GIVEN INSTRUCTION 1 - In the extract on the ITAT Hyderabad ruling about the Document Identification Number, why does the Revenue's plea that the missing DIN was only a mistake fail to save the order? Answer in one to three sentences.
GIVEN INSTRUCTION 2 - Carry the extract on the ITAT Hyderabad ruling about the Document Identification Number forward from its final sentence.

EXTRACT PROVIDED -
--- Start ---
ITAT Hyderabad held that non-generation/ non-quoting of Document Identification Number (DIN) in the order will render the order invalid and will be treated as never to have been issued.

Facts- The assessee mainly contested that an order passed under section 263 of the Act should be treated as ‘nonest’ in the eye of law for violation of the procedure prescribed by the CBDT vide Circular No. 19/2019, dated 14/08/2019 and submitted that to prevent the instances of not maintaining a proper audit trail of communication like notice, order, summons, letter and any correspondence issued, it is mandated to maintain proper audit trail of all communication to the assessee without quoting a computer generated DIN on or after 01/10/2019.

Conclusion- In the case of CIT vs. Brandix Mauritius Holdings Ltd. (supra), Hon’ble Delhi High Court addressed this issue where the Revenue pleaded that is only a mistake, and held that to such case also paragraph 4 of the 2019 circular would apply. As referred to by us, paragraph 4 of the circular clearly reads that any communication which is not in conformity with paragraph 2 and paragraph 3 shall be treated as invalid and shall be deemed to have never been issued. It is, therefore, clear that any reason what-so-ever other than the exceptions mentioned in paragraph 3 would save the communication issued without DIN.
--- End ---
(Pointing records)
--- Start ---
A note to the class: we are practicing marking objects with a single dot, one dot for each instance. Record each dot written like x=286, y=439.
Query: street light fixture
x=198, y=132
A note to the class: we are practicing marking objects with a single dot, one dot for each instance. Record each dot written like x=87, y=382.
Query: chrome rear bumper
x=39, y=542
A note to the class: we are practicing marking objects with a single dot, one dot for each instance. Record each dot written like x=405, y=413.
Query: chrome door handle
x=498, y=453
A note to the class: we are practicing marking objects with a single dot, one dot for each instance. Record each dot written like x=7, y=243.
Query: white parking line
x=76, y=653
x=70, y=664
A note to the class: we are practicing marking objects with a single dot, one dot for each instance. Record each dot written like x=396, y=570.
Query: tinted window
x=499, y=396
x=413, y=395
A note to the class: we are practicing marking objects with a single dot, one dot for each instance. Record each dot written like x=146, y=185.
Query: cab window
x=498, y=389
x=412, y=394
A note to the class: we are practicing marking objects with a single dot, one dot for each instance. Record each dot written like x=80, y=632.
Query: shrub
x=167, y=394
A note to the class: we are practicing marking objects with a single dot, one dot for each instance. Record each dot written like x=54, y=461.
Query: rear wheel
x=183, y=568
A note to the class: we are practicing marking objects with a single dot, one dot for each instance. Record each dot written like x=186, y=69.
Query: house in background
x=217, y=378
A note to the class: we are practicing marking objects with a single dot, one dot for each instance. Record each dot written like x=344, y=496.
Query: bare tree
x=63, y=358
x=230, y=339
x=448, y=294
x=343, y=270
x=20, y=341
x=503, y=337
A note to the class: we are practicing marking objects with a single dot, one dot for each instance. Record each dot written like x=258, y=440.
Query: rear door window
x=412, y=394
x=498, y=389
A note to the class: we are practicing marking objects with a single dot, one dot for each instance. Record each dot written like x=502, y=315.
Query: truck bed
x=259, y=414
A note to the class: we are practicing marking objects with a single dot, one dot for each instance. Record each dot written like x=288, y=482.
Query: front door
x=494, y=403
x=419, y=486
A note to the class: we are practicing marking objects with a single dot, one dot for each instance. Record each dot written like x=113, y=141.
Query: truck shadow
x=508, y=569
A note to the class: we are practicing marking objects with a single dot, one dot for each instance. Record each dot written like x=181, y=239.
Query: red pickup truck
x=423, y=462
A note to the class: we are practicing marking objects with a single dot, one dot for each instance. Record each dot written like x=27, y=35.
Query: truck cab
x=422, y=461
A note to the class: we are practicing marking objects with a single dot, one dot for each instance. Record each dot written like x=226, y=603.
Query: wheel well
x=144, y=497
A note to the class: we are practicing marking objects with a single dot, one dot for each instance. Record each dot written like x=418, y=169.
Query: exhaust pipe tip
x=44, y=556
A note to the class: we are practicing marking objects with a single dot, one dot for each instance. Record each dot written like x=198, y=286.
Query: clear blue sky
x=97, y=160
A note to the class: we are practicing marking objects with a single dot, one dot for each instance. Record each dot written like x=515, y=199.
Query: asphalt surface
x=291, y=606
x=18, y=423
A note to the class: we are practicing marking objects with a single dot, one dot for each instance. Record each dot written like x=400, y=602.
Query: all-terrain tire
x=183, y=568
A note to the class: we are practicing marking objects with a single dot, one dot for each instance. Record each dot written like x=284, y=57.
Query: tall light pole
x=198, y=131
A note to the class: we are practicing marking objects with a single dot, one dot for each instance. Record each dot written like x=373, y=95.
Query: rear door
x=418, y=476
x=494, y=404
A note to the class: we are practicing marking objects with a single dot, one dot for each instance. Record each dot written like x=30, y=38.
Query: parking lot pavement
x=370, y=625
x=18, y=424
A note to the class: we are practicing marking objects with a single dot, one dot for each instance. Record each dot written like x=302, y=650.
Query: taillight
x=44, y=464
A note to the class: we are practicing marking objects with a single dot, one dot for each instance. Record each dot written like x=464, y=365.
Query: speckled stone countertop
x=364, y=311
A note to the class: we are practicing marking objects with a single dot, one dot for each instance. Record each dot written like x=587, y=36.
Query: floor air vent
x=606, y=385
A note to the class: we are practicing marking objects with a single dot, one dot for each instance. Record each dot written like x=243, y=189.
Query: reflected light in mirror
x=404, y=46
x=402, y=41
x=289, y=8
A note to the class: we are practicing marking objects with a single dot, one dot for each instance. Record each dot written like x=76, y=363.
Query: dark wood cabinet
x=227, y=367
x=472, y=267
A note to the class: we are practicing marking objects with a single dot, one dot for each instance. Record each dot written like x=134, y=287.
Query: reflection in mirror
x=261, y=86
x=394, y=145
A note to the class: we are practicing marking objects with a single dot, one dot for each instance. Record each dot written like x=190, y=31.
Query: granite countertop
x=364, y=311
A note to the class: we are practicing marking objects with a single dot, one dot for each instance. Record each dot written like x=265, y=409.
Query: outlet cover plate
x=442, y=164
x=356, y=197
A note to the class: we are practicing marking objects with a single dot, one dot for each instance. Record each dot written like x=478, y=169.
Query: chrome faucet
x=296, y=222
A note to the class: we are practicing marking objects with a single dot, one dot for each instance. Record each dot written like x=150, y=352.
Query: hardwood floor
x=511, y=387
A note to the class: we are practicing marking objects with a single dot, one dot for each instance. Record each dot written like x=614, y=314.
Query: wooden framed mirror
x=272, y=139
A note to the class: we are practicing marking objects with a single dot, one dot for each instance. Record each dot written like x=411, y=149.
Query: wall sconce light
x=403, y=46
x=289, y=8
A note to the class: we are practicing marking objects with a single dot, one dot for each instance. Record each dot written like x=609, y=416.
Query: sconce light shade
--- End ---
WRITTEN REPLY 1 - In CIT vs. Brandix Mauritius Holdings Ltd., the Delhi High Court held that paragraph 4 of the 2019 circular applies even where the Revenue calls the omission a mistake. That paragraph states that any communication not in conformity with paragraphs 2 and 3 shall be treated as invalid and deemed never to have been issued.

WRITTEN REPLY 2 -
In these circumstances, we are of the considered opinion that for want of generation/quoting the DIN in the order dated 23/03/2020, such an order shall be treated to have never been issued and, therefore, shall not take any affect. In view of this finding, we deem it not necessary to delve deeper into the merits of the case.

FULL TEXT OF THE ORDER OF ITAT HYDERABAD

Aggrieved by the order dated 02/06/2020 passed by the learned Principal Commissioner of Income Tax-Guntur, (“Ld. PCIT”) under section 263 of the Income Tax Act, 1961 (for short “the Act”) in the case of Venkata Surya Prakasa Rao Sidda (“the assessee”) for the assessment year 2015-16, assessee preferred this appeal.

2. Legal existence of the order dated 23/03/2020 by learned PCIT under section 263 of the Act, passed without the Document Identification Number (DIN) is challenged in this appeal, basing on the Circular No. 19/2019, dated 14/08/2019 issued by the Central Board of Direct Taxes (CBDT) and the decision of Hon’ble Delhi High Court in the case of CIT vs. Brandix Mauritius Holdings Ltd., in ITA No. 163/2023, dated 20/03/2023.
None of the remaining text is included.